PROMPT 1:
From the forum post about the custom BERT embedding error, extract the passage that begins with the words "I wrote a custom" and ends with "sparse, _weight, device, dtype)", copying it word for word.

SOURCE DOCUMENT:
----
Custom bert embedding cause "RuntimeError: Trying to backward through the graph a second time"

Hello, I’m working on a BertModel which need to finetune of ‘parts of’ its word embedding layer while keeping rest model layer’s weight frozen.
I wrote a custom Embedding layer inherit from nn.Embedding. As said before, I want keep part of word embedding weight frozen, so I modify the nn.Embedding.weight in forward function to new_weight.
as follow

class P_Embedding(nn.Embedding):
    def __init__(self, num_embeddings: int, embedding_dim: int, padding_idx: Optional[int] = None, max_norm: Optional[float] = None, norm_type: float = 2, scale_grad_by_freq: bool = False, sparse: bool = False, _weight: Optional[Tensor] = None, device=None, dtype=None) -> None:
        super().__init__(num_embeddings, embedding_dim, padding_idx, max_norm, norm_type, scale_grad_by_freq, sparse, _weight, device, dtype)
        
        weight_sg = self.weight.detach().to(device)
        mask = torch.zeros(self.num_embeddings, 1).to(device)
        mask[0:10] += 1
        self.new_weight = self.weight * mask + weight_sg * (1-mask)
        # self.weight.set_(self.new_weight)
        # self.new_weight.retain_grad()
    def forward(self, input: Tensor) -> Tensor:
        return F.embedding(
            input, self.new_weight, self.padding_idx, self.max_norm,
            self.norm_type, self.scale_grad_by_freq, self.sparse
        )
----
RECORDS PROVIDED:
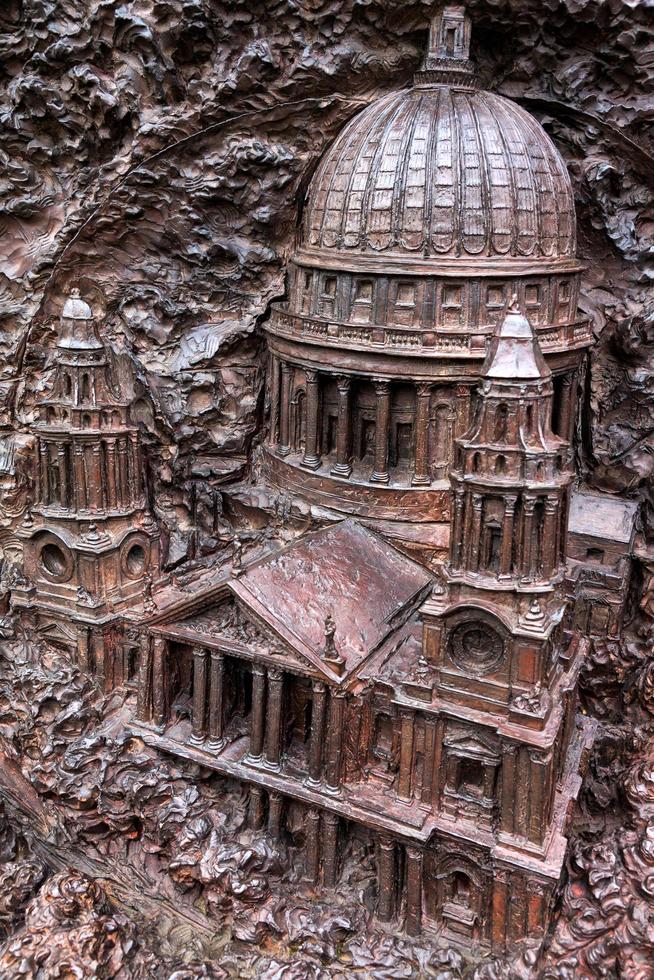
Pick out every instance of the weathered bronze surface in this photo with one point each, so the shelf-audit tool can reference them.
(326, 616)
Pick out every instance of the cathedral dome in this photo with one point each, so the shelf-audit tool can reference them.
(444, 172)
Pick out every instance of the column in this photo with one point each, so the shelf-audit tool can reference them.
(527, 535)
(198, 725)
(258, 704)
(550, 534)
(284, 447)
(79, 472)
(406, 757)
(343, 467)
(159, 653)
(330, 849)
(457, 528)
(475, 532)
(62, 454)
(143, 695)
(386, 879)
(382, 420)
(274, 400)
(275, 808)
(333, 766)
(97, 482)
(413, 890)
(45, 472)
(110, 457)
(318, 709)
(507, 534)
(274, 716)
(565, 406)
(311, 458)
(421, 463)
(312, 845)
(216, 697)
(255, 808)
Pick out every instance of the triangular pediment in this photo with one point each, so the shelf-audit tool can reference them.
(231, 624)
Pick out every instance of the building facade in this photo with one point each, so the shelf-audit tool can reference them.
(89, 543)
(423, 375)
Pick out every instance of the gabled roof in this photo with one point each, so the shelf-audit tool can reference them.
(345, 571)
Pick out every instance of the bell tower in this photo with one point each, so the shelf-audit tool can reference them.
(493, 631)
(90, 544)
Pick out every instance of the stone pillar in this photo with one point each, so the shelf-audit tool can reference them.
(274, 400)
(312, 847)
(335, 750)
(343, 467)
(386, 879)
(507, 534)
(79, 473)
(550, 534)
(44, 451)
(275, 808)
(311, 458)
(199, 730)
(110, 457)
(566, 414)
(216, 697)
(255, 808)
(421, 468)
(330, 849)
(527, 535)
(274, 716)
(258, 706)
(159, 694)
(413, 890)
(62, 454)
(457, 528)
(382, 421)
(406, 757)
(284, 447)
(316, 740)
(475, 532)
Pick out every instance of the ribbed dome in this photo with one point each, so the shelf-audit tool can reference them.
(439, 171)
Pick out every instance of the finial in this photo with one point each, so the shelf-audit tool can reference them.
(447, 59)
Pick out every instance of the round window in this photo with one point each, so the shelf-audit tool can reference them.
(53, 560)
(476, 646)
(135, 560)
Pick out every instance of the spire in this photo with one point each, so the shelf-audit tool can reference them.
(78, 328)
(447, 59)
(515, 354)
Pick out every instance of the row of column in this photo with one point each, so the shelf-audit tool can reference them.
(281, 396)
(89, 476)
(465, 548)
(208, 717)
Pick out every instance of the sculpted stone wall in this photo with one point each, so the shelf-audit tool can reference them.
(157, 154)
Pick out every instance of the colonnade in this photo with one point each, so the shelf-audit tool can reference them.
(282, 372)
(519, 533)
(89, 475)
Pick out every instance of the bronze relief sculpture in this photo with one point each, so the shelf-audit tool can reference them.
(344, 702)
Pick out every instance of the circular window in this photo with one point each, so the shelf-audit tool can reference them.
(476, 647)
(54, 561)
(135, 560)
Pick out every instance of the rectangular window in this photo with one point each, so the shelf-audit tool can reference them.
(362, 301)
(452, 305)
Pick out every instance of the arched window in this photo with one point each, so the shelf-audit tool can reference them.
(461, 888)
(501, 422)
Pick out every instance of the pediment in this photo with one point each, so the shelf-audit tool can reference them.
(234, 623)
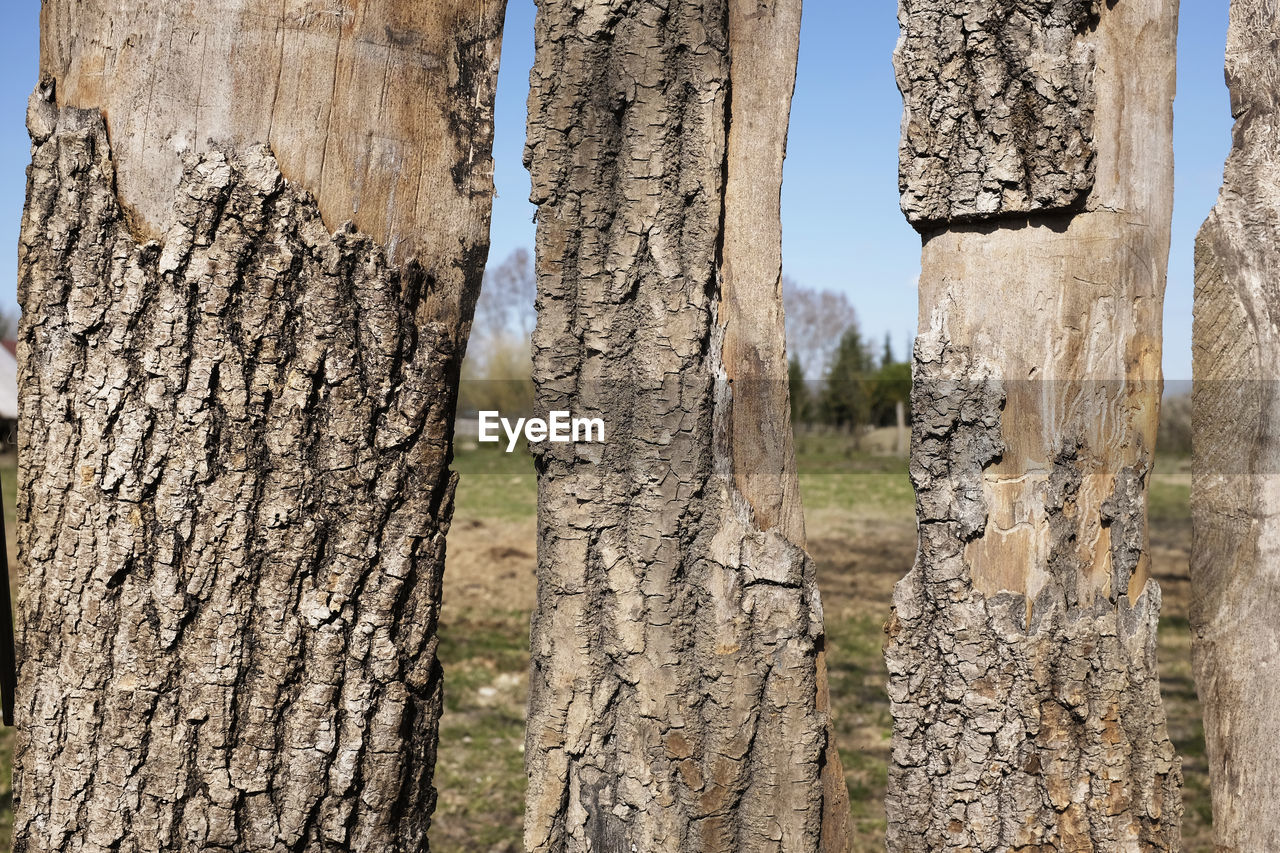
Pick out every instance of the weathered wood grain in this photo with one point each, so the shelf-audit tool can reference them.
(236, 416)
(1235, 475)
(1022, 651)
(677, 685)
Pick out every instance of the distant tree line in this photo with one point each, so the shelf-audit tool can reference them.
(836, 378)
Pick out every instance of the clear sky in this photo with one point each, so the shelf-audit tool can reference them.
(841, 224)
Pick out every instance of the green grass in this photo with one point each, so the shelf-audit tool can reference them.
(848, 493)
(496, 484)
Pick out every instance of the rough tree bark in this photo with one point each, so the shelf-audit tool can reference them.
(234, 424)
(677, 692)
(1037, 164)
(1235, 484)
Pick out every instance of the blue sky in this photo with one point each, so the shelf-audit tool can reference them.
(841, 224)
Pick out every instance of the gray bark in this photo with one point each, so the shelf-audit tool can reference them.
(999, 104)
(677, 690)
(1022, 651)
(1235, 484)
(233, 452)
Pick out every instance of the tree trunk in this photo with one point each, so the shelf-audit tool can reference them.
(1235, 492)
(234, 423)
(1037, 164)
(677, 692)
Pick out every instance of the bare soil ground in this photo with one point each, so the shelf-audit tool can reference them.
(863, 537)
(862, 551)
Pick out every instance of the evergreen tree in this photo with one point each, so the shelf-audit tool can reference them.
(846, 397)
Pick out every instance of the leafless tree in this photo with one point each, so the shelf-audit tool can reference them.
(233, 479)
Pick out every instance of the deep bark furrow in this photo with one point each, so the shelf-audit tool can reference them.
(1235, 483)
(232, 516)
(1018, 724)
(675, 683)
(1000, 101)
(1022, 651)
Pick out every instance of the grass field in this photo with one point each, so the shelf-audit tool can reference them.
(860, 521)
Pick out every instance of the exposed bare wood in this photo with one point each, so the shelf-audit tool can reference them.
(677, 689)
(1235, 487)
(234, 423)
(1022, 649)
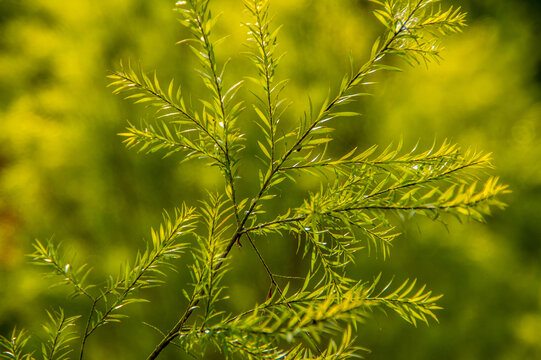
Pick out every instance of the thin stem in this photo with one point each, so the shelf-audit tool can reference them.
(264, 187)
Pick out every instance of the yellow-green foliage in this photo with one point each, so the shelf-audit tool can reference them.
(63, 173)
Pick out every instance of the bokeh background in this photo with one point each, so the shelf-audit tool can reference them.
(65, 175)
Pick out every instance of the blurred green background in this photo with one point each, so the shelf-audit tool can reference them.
----
PROMPT 2:
Extract each line of the records above that contains the word "stone", and reproduce those lines unchanged.

RIGHT ANSWER 1:
I wrote a custom Embedding layer inherit from nn.Embedding. As said before, I want keep part of word embedding weight frozen, so I modify the nn.Embedding.weight in forward function to new_weight.
as follow

class P_Embedding(nn.Embedding):
    def __init__(self, num_embeddings: int, embedding_dim: int, padding_idx: Optional[int] = None, max_norm: Optional[float] = None, norm_type: float = 2, scale_grad_by_freq: bool = False, sparse: bool = False, _weight: Optional[Tensor] = None, device=None, dtype=None) -> None:
        super().__init__(num_embeddings, embedding_dim, padding_idx, max_norm, norm_type, scale_grad_by_freq, sparse, _weight, device, dtype)

RIGHT ANSWER 2:
Pick out every instance of the stone pillar in this photo with one point each, so the shelf-audit tool can reference them.
Pick out every instance of the sculpted stone wall in this photo with one point each, so the shelf-audit tool can reference them.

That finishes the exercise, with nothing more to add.